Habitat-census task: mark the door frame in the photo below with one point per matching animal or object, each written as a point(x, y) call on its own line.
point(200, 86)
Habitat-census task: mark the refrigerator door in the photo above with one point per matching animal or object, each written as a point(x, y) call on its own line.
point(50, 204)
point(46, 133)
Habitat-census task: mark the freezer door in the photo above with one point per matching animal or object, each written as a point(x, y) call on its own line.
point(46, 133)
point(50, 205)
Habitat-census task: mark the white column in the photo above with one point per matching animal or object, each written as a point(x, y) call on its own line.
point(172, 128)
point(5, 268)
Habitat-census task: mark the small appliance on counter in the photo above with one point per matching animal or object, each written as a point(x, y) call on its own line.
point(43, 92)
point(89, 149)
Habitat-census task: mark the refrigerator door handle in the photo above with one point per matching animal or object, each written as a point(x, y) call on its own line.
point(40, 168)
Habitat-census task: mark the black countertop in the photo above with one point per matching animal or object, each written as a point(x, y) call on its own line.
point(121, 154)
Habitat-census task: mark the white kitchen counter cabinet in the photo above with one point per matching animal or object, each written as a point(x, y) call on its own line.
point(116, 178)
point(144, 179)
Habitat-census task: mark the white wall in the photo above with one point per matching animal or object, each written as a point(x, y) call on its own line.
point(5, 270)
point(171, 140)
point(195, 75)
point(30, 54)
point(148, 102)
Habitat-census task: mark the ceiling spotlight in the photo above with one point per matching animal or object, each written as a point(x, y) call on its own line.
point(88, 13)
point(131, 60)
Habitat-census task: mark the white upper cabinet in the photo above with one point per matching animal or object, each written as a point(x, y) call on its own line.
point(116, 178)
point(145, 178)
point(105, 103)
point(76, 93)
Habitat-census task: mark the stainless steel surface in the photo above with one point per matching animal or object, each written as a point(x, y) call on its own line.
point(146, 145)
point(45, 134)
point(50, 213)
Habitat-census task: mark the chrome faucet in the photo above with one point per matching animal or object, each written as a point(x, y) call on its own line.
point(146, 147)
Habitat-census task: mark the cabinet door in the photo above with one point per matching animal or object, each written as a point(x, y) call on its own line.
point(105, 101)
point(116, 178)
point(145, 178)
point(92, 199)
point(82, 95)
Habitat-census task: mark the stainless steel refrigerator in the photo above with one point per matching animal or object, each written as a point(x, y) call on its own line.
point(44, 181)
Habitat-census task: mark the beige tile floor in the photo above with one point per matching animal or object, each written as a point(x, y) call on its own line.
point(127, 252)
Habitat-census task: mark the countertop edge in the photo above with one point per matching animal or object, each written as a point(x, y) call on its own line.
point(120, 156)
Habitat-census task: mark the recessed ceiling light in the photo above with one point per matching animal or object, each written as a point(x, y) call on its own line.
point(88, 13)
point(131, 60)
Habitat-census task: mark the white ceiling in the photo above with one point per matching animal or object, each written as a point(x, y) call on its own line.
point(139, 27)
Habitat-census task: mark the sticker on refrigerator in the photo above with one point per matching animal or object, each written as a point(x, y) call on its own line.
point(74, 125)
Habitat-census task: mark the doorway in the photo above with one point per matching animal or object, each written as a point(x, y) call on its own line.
• • • • •
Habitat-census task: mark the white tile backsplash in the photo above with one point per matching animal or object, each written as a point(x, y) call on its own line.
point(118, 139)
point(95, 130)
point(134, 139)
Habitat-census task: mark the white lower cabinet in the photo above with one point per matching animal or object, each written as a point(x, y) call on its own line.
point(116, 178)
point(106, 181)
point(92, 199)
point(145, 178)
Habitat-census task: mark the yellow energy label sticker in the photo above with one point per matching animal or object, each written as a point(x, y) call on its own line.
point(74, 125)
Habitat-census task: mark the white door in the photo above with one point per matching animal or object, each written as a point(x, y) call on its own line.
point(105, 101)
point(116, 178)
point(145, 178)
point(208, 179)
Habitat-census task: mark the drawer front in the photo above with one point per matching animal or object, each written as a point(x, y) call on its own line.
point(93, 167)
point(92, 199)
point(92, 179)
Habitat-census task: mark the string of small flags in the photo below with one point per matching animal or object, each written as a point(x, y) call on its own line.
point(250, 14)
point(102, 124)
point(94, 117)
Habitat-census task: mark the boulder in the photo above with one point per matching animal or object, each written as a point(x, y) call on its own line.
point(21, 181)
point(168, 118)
• • • • •
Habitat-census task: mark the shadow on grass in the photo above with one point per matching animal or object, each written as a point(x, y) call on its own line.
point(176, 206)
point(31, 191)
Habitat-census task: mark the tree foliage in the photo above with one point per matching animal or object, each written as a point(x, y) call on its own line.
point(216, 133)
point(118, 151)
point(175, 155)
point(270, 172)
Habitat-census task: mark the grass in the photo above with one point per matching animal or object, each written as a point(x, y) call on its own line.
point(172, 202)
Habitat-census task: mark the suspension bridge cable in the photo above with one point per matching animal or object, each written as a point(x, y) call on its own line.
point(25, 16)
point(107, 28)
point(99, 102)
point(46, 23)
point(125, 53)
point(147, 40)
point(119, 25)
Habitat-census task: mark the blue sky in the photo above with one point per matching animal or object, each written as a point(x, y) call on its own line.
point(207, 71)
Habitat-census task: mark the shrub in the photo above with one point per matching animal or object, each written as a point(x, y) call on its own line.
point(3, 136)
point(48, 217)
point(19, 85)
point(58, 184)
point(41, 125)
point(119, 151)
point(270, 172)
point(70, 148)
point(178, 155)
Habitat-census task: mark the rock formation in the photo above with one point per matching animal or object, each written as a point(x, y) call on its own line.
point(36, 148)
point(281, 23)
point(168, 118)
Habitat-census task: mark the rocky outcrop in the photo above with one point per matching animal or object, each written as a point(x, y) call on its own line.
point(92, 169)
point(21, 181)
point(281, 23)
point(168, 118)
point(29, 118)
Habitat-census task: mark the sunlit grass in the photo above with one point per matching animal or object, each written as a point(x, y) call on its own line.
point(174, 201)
• • • • •
Exercise task
Express the items as a two-column CSV with the headers instruction and points, one row per item: its text and its answer, each in one quoted field with line breaks replaced by spaces. Begin at the line that has "Habitat-census task: mark the black" and stop after the line that has "point(148, 102)".

Task response
instruction,points
"Habitat-census task: mark the black countertop in the photo above with one point per matching animal or object, each written as a point(x, y) call on its own line.","point(121, 154)"
"Habitat-census task: mark the white kitchen counter cabinet in the photo above with one point per matching animal or object, each written as a point(x, y) call on its own line.","point(116, 178) point(144, 179)"
"Habitat-census task: mark the white wall in the photo above with one point per matching animal or object, each written as a point(x, y) call on its own line.","point(5, 270) point(171, 140) point(195, 75) point(30, 54) point(148, 102)"